* **Information provided**:
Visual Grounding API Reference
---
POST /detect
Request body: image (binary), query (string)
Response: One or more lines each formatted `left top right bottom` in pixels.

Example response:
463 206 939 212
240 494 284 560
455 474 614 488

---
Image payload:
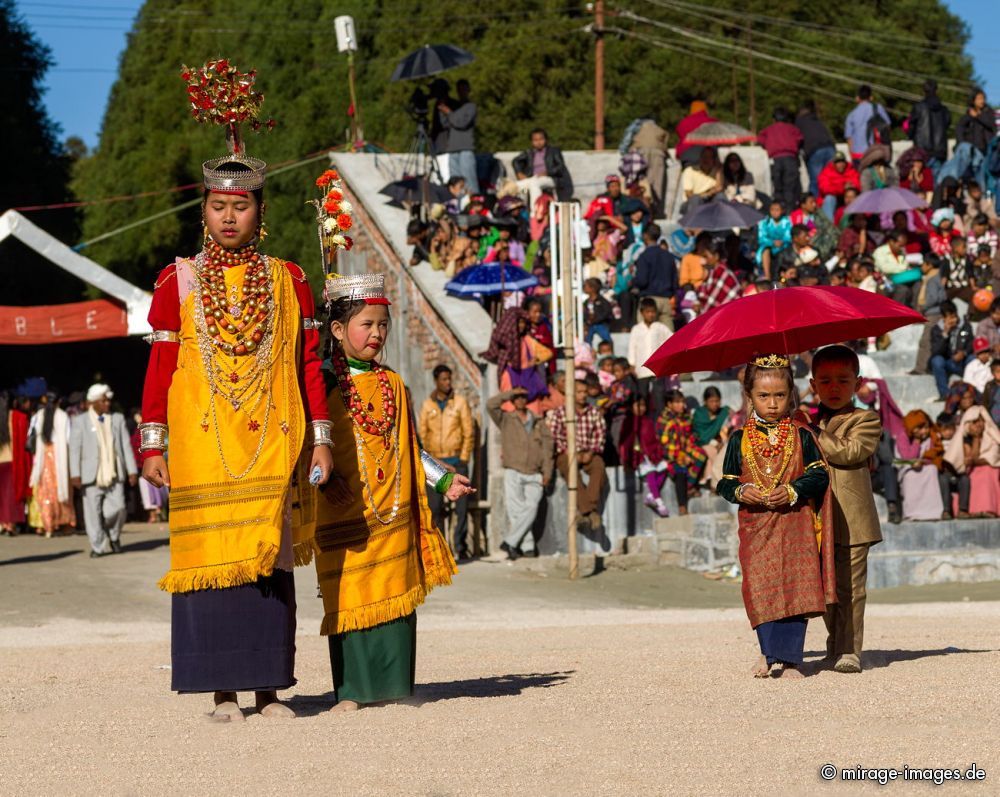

* **What to do**:
Reproduce the listing above verbatim, line for line, omitting the picture.

* **Result of the exercise**:
Visual Grounding API Reference
---
POST /detect
Request body: image (binary), query (string)
Response: One or more lines each formatted `left top right bottom` in pixels.

Example response:
463 206 939 212
240 494 284 560
455 474 614 488

---
Image payload:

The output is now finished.